*EXERCISE TASK*
Recast the lines from the start through the line containing "xmin=961 ymin=192 xmax=986 ymax=358" as a two-column CSV with the headers input and output. Give one row for each block of text and the answer that follows it, with each value in a single quoted field and line breaks replaced by spaces.

*DATA SUPPLIED*
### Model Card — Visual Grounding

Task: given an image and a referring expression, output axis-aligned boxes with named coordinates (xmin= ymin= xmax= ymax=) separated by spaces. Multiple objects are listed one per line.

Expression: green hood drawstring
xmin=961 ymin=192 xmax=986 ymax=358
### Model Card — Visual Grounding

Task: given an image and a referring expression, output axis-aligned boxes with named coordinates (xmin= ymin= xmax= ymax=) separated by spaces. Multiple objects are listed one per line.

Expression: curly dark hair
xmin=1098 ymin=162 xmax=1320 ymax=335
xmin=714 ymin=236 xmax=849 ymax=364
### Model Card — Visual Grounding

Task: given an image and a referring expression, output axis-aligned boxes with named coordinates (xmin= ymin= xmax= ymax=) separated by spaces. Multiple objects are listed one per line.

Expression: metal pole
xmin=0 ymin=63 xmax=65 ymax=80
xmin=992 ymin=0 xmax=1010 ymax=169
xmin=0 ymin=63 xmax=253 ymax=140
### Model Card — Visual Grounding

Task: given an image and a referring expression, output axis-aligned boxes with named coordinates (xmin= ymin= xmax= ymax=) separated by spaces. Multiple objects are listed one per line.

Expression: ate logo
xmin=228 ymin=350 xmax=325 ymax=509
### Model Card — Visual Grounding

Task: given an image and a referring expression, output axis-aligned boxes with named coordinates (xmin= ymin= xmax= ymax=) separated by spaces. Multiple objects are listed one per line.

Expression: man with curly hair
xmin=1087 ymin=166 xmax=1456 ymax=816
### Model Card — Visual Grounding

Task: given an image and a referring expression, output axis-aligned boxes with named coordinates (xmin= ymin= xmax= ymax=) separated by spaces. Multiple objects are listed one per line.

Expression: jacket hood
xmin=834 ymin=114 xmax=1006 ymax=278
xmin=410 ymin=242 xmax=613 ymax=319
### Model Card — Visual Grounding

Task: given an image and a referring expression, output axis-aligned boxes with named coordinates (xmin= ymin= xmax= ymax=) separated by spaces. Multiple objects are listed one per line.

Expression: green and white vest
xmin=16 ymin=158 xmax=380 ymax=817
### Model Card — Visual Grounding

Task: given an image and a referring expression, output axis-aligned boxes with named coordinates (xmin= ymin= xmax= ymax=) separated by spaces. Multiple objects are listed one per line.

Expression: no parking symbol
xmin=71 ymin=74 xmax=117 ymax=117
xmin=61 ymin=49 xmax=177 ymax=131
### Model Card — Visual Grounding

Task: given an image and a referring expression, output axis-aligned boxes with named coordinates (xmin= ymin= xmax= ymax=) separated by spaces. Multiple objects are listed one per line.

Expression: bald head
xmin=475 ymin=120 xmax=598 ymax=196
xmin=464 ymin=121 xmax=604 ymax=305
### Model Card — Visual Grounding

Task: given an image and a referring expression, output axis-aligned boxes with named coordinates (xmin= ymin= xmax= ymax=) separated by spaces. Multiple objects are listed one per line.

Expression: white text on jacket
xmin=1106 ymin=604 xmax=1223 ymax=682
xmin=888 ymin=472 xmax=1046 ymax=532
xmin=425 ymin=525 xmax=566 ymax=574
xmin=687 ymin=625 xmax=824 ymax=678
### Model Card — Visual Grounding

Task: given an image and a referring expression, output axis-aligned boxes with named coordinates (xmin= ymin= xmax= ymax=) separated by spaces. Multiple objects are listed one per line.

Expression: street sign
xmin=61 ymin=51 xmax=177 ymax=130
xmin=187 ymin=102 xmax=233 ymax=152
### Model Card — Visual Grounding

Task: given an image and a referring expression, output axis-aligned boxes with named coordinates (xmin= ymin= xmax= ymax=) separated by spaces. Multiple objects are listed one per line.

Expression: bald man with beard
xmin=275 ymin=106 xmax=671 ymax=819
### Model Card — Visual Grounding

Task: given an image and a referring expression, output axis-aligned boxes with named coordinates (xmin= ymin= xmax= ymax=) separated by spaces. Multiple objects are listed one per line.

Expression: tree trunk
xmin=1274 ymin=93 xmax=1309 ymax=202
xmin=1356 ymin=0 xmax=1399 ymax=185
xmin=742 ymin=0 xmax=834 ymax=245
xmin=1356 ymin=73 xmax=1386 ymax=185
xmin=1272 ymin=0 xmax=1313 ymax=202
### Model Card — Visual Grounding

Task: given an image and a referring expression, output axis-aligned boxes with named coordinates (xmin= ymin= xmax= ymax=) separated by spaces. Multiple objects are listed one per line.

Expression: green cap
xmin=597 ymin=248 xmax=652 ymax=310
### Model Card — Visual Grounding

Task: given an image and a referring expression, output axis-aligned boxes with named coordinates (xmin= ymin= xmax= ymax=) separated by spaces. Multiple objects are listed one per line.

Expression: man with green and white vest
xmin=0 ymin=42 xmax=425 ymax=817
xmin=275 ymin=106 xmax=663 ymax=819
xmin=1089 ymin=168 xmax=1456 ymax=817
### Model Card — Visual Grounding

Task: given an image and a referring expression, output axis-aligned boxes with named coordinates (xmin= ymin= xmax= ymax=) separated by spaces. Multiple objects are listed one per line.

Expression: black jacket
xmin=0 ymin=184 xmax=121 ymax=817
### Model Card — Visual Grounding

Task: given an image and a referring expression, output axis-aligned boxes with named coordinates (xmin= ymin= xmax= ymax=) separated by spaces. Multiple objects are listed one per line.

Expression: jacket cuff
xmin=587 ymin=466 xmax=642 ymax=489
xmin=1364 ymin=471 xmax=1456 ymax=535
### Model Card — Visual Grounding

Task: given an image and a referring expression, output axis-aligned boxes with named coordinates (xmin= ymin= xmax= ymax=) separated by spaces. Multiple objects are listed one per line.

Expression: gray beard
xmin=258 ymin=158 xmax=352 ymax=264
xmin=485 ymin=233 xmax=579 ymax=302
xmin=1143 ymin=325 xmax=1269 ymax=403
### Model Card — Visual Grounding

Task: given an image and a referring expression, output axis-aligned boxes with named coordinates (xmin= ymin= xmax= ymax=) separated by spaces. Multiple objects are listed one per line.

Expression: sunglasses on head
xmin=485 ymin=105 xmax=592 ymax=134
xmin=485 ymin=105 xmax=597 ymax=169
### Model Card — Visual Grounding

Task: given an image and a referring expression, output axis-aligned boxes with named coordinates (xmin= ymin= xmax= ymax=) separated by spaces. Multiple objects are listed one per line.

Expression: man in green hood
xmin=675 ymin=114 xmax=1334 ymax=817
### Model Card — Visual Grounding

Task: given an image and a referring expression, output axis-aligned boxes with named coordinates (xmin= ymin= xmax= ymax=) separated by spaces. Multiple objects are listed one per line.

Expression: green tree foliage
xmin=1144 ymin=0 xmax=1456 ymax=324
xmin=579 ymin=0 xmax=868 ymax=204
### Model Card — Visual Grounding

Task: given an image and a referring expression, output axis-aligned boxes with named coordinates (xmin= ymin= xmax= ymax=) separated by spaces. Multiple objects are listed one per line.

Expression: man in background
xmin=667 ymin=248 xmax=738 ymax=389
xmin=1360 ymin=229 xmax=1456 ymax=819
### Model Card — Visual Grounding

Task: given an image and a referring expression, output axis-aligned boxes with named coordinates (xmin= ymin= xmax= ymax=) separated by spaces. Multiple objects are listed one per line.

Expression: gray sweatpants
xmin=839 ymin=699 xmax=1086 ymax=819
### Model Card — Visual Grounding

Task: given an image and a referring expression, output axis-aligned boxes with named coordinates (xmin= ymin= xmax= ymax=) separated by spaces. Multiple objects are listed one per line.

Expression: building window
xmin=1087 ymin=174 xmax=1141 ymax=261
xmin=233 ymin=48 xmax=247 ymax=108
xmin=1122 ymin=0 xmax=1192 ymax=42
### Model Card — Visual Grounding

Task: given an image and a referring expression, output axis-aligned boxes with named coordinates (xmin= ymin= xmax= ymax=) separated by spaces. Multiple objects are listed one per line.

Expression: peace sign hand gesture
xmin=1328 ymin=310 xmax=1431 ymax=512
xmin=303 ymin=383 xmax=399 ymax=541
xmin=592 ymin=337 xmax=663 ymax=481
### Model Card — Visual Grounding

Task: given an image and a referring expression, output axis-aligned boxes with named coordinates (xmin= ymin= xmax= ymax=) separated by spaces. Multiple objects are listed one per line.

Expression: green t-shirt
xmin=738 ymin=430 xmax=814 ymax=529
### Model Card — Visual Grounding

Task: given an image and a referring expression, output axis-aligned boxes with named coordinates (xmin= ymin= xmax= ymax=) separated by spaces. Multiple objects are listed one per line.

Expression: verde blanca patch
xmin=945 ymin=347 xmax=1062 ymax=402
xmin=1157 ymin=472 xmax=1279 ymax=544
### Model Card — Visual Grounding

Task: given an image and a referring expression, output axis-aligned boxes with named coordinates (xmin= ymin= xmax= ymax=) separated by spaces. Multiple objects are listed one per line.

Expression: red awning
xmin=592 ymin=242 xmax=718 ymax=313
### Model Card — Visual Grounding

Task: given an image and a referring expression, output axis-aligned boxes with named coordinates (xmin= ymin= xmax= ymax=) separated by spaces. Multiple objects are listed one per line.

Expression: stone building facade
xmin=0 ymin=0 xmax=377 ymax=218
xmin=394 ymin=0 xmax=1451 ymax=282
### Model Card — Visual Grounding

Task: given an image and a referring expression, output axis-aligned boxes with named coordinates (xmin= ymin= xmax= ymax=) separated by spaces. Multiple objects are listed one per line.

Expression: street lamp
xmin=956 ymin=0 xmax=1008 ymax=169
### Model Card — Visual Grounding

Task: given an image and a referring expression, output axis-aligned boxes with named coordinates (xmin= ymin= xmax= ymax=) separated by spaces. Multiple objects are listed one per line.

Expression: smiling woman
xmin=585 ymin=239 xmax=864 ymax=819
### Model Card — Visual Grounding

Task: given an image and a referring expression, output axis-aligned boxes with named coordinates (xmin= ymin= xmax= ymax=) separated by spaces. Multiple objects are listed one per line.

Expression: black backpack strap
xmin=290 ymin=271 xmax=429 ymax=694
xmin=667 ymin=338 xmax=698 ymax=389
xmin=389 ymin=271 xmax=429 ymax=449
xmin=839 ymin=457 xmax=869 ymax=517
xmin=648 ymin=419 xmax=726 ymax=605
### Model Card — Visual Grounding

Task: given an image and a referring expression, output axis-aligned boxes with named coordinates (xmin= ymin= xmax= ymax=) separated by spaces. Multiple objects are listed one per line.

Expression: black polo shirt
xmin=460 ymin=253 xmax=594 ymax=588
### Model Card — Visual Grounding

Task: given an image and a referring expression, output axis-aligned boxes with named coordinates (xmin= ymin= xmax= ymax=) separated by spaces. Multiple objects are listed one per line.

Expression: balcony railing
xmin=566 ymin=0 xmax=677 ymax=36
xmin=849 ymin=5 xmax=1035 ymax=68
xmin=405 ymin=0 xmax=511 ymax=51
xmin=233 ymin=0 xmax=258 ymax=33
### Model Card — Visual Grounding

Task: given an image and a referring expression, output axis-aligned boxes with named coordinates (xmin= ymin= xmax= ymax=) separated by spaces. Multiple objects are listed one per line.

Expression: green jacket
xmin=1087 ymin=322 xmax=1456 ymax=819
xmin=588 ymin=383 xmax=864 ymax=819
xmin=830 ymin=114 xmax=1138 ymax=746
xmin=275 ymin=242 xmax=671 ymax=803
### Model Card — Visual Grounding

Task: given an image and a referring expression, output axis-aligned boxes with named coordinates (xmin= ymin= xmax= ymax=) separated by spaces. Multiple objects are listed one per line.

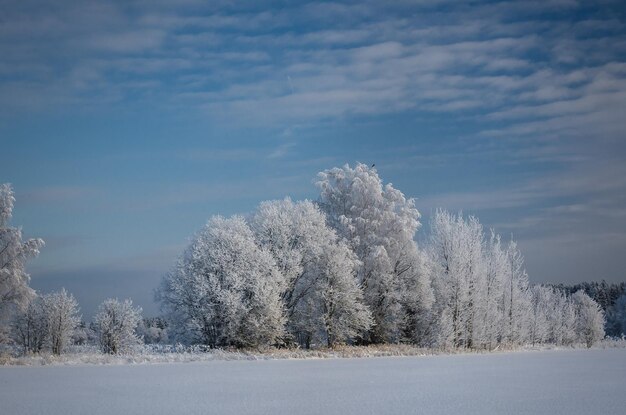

*RESPONSE TO THIS EXERCISE*
input,output
"### Model Card — Visual Grounding Task: given an image and a referring expression, output axis-aligned boxes with named coordinates (xmin= ymin= xmax= ymax=) separated by spaces. Multiple objects are listed one per line. Expression: green hood drawstring","xmin=961 ymin=192 xmax=986 ymax=358"